## Exercise A
In the excerpt on American antiterrorism strategy, how many days after the September 11, 2001 attacks did George W Bush declare a global war on terror?

Both operations cast fresh light on the American antiterrorism strategy after the September 11, 2001 attacks in the United States. Only nine days after that, George W Bush declared a global war on terror, a term that his successor Barack Obama discarded.

And yet the war continues with no apparent end in sight, since wars have a finality to them and conclude with either a victory for one side or a truce, and in the war against terrorism neither is likely to happen.

The American focus on terrorism, while entirely understandable, has led to negative consequences with which the United States is still wrestling: the formulation of a questionable legal framework for dealing with terrorist suspects, the abuse of human rights, the expansion of, at best, loosely accountable military and surveillance programmes, and a growing reliance on assassinations, often at the expense of sustained political initiatives.

The Bush administration created a rod for its own back by creating a special legal framework for captured terrorists. It refused to recognise them as foreign combatants, denying them the protections of the Geneva conventions, while many in Congress opposed giving them American legal protections. Instead, the US has referred to captured suspects as “unlawful combatants”, placing them in a legal vacuum that persists to this day, delaying the closing of Guantanamo prison.

Ironically, Mr Al Libi is in no such predicament. He was indicted by an American court for the bombings in 1998 of the US embassies in Kenya and Tanzania. This means he will not enter into the network of often secret prisons controlled by the CIA or the Joint Special Operations Command that prevailed during the Bush years, because he will have to be brought to trial fairly quickly.

Nor will he be tortured as were many of his alleged former comrades, since that is unlawful in the US and would taint any evidence prosecutors might bring to court. Mr Obama, even as he pursued and expanded Mr Bush’s policy, also sought to do away with the previous administration’s very loose definition of torture, which had provoked so much condemnation of the United States.

That many of the anti-terrorist military or intelligence activities in the war on terror were shrouded in secrecy also meant that oversight was, at best, imperfect, even as their scope expanded to new levels.

For instance, the recent scandal over National Security Agency data collection on Americans and non-Americans has yet to die down. The NSA and the Obama administration affirmed that the proper safeguards were in place to protect Americans. But for a time it seemed that every day brought new revelations undermining that defence. And many foreign allies of America remain angry that they were, and probably remain, the targets of surveillance efforts.

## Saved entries
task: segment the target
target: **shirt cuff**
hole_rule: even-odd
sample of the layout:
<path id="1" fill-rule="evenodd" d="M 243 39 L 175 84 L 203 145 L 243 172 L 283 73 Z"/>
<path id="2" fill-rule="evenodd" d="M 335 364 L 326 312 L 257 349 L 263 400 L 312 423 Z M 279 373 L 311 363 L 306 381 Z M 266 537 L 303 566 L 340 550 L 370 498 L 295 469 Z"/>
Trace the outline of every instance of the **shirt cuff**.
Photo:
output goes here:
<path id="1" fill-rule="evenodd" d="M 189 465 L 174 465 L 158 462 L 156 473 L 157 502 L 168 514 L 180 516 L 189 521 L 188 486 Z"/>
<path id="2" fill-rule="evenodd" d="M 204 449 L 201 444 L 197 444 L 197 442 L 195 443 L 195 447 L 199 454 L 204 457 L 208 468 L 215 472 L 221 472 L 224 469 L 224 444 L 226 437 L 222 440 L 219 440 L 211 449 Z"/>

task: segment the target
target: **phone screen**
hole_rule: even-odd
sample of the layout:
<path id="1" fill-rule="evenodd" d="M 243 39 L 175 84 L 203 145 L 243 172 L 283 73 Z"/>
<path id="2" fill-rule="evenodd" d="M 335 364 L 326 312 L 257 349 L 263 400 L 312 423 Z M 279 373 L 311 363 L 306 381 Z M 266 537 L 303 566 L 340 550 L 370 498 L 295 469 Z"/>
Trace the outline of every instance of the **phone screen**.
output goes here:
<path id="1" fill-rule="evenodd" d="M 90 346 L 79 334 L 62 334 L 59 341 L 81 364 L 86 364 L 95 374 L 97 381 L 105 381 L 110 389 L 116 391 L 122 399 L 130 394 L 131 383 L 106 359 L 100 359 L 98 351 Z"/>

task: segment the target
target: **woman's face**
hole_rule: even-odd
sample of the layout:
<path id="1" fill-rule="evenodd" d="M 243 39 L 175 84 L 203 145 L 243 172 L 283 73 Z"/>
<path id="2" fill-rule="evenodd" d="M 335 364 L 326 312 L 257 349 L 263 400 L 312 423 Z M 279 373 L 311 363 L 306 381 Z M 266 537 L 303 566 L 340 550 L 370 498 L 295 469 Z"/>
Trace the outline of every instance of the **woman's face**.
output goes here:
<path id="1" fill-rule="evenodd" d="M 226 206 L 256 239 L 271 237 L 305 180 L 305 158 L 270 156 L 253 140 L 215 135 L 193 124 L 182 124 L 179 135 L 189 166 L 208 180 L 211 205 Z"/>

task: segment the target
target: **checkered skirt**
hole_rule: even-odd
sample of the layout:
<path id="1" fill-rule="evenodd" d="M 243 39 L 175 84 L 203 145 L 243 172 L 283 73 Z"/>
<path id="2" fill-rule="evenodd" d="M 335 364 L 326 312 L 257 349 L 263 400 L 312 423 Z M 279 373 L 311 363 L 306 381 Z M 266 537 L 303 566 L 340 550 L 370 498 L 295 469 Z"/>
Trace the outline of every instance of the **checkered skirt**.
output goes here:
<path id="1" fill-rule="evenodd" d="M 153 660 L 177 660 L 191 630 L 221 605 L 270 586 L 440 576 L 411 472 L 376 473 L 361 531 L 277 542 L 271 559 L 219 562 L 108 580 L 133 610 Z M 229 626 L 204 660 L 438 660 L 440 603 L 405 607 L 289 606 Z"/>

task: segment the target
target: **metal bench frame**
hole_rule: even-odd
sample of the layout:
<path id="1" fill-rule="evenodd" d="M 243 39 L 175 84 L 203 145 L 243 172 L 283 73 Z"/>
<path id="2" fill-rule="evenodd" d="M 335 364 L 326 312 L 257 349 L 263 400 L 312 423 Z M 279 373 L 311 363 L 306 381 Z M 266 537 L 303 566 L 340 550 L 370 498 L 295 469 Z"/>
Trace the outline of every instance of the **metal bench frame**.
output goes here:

## Exercise B
Reproduce the saved entries listing, beginning at its first line and stopping after the line that contains "90 346 L 79".

## Complete response A
Nine days.

## Complete response B
task: segment the target
target: **shirt cuff**
hole_rule: even-odd
sample of the layout:
<path id="1" fill-rule="evenodd" d="M 243 39 L 175 84 L 203 145 L 243 172 L 283 73 Z"/>
<path id="2" fill-rule="evenodd" d="M 335 364 L 326 312 L 257 349 L 263 400 L 312 423 Z M 279 373 L 311 363 L 306 381 Z M 266 537 L 303 566 L 340 550 L 370 498 L 295 469 Z"/>
Trace the outline of every instance of the **shirt cuff**.
Photo:
output goes here:
<path id="1" fill-rule="evenodd" d="M 189 465 L 174 465 L 158 462 L 156 473 L 157 502 L 168 514 L 180 516 L 189 521 L 188 486 Z"/>
<path id="2" fill-rule="evenodd" d="M 204 449 L 201 444 L 197 444 L 197 442 L 195 443 L 195 447 L 199 454 L 204 457 L 208 468 L 215 472 L 221 472 L 224 469 L 224 444 L 226 437 L 222 440 L 219 440 L 211 449 Z"/>

task: segment the target
target: **phone screen**
hole_rule: even-odd
sample of the layout:
<path id="1" fill-rule="evenodd" d="M 243 39 L 175 84 L 203 145 L 243 172 L 283 73 Z"/>
<path id="2" fill-rule="evenodd" d="M 335 364 L 326 312 L 257 349 L 263 400 L 312 423 Z M 279 373 L 311 363 L 306 381 Z M 266 537 L 303 566 L 340 550 L 370 498 L 295 469 Z"/>
Trace the outline of every instance of the **phone screen**.
output goes here:
<path id="1" fill-rule="evenodd" d="M 90 346 L 79 334 L 62 334 L 59 341 L 81 364 L 86 364 L 95 374 L 97 381 L 105 381 L 110 389 L 116 391 L 122 399 L 130 394 L 131 383 L 106 359 L 100 359 L 98 351 Z"/>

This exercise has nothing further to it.